Escreva a continuação do texto sobre concurso público e provimento de cargos, começando logo após a última frase apresentada.
#### Texto ####
1.         O concurso público de provas ou de provas e títulos, acessível a todos aqueles que preencham os requisitos da lei, instrumentaliza a garantia constitucional da igualdade, constituindo método inafastável de seleção para provimento originário de cargo público (isolado ou de carreira), sendo expressamente vedada a utilização do acesso para tal mister.

O art. 37, inc. II, da CF/88, extirpou do ordenamento jurídico brasileiro, como forma de provimento derivado, a ascensão funcional, caracterizada pelo acesso de servidor, sem se submeter a novo concurso público, a cargo de carreira diversa daquela na qual ingressou originariamente por concurso, como por exemplo, de cargo de Professor de Nível Médio para cargo de Professor de Nível Superior.

É admitida a ascensão funcional vertical (promoção vertical) quando o cargo esteja vinculado a carreiras, as quais se constituem um conjunto de classes da mesma natureza de trabalho, escalonadas segundo a responsabilidade, complexidade das atribuições e habilitação específica para os cargos. A passagem para cargos de classes superiores dentro da mesma carreira não significa investidura inicial, a demandar concurso público. Havendo concurso interno ou promoção por titulação e merecimento (art. 67, IV, da Lei nº 9.394/96) dele só poderão participar integrantes da carreira titulares de cargos da classe imediatamente inferior aos cargos objeto de disputa, pois tal processo é inerente à existência de carreira.

Os cargos iniciais das carreiras de professor terão a habilitação formal de nível médio ou de nível superior, não se admitindo o ingresso automático de cargos da carreira de nível médio para o cargo inicial da carreira de nível superior pela simples titulação, requerendo concurso público do qual possa participar qualquer interessado que preencham as exigências para o cargo (concurso externo).

Quando a carreira de professor de nível superior for escalonada em classes (ex.: Professor I - licenciatura, Professor II - licenciatura plena, Professor III - especialização, Professor IV - mestrado etc.) A progressão vertical poderá se dar por titulação ou por concurso interno de provas e títulos (titulação), conforme critérios e condições especificadas na legislação local, observada a existência de cargos vagos.

O Plano de Cargos do Município pode estabelecer que os cargos de Professor de nível médio sejam considerados cargos isolados, extinguindo-se a medida em que houver vacância. Paralelamente, deverá ser ampliado o quadro de cargos efetivos de nível superior, permitindo atender à demanda educacional, em cumprimento às diretrizes da educação nacional, que buscam a capacitação profissional do educadores, de modo que para qualquer nível de ensino os professores tenham formação de nível superior. (g.n.)

...

 

Prejulgado 1594[21]

 

O Chefe do Poder Executivo tem legitimidade para iniciar o processo legislativo objetivando propor a transformação de cargo de Auxiliar de Enfermagem para Técnico em Enfermagem e a respectiva reclassificação de servidor público de um para outro, desde que os cargos tenham a mesma qualificação, mesmo nível de escolaridade e a mesma área de conhecimento, e que o servidor reclassificado preencha todos os requisitos para a investidura, bem como, que tal situação não se configure Ascensão ou Transferência. (g.n.)
#### Dados apresentados ####
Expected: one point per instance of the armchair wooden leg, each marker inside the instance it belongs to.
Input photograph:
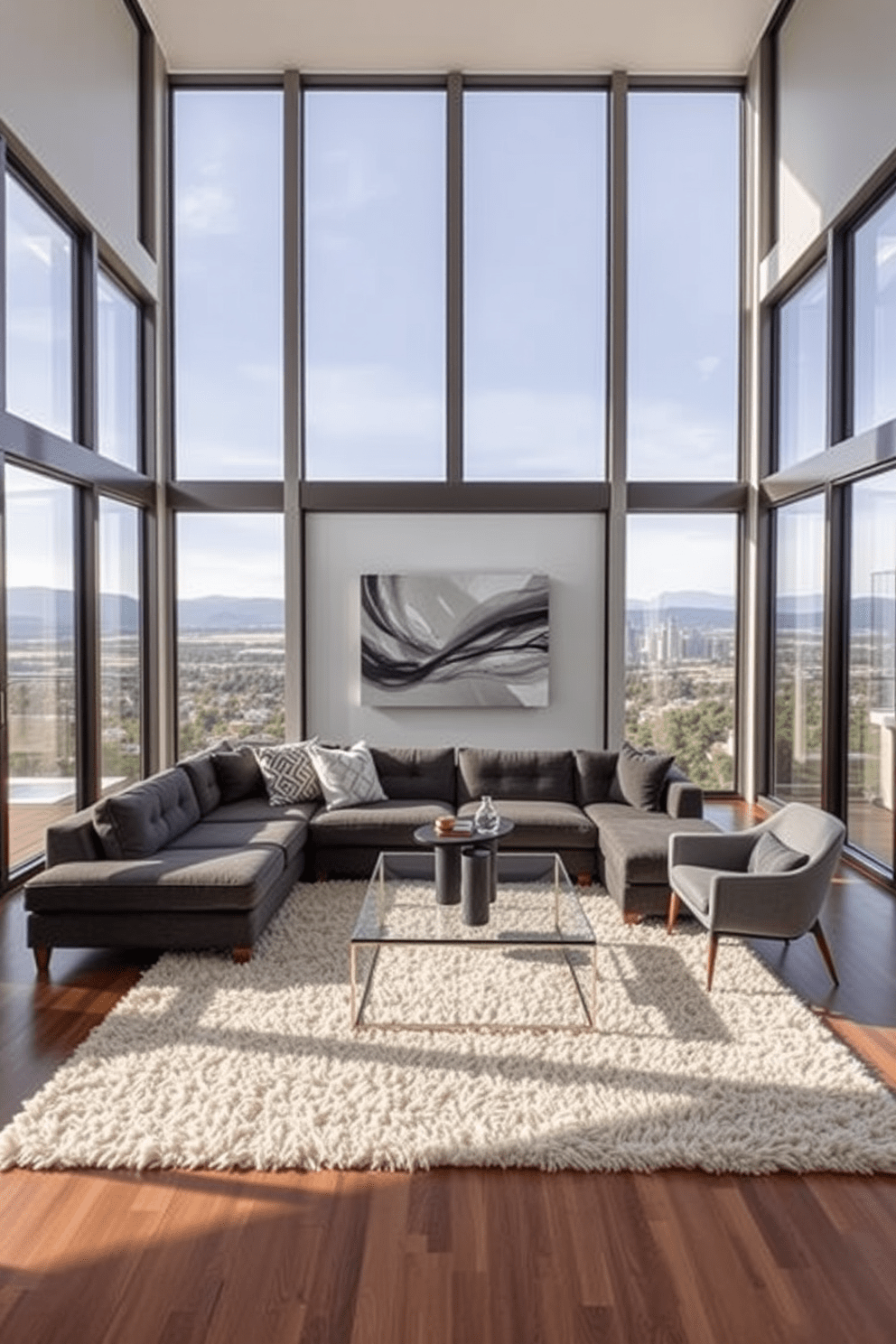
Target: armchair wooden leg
(825, 950)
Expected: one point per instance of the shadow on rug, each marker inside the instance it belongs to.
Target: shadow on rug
(206, 1063)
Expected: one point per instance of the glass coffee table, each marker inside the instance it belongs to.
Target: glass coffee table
####
Resposta >>
Ainda respondendo ao primeiro questionamento, não se mostra adequada a criação de tabela para determinado servidor. O Plano de Carreira, Cargos e Vencimentos será direcionado a todos os servidores e como é uno, do mesmo modo deve se apresentar a tabela de vencimento, a qual abrangerá todos os níveis e referências existentes no quadro de pessoal.

Em suma, a primeira pergunta pode obter a seguinte resposta:

. A implantação de novo plano de carreira não modificará as regras pertinentes à aposentadoria do servidor, a qual se fundamentará na regra da média das contribuições ou da última remuneração, conforme a situação funcional em que se encontrar o servidor.

. Não deve haver redução nos vencimentos em função da implantação de novo plano de carreira.

. O Plano de Carreira, Cargos e Vencimentos pode estabelecer que os cargos de nível médio sejam considerados cargos em extinção, suprimindo-se a medida em que houver vacância, se a escolaridade exigida passa a ser de nível superior.

. O Plano de Carreira, Cargos e Vencimentos é uno e será direcionado a todos os servidores, sendo descabida a criação de tabela específica para determinado servidor.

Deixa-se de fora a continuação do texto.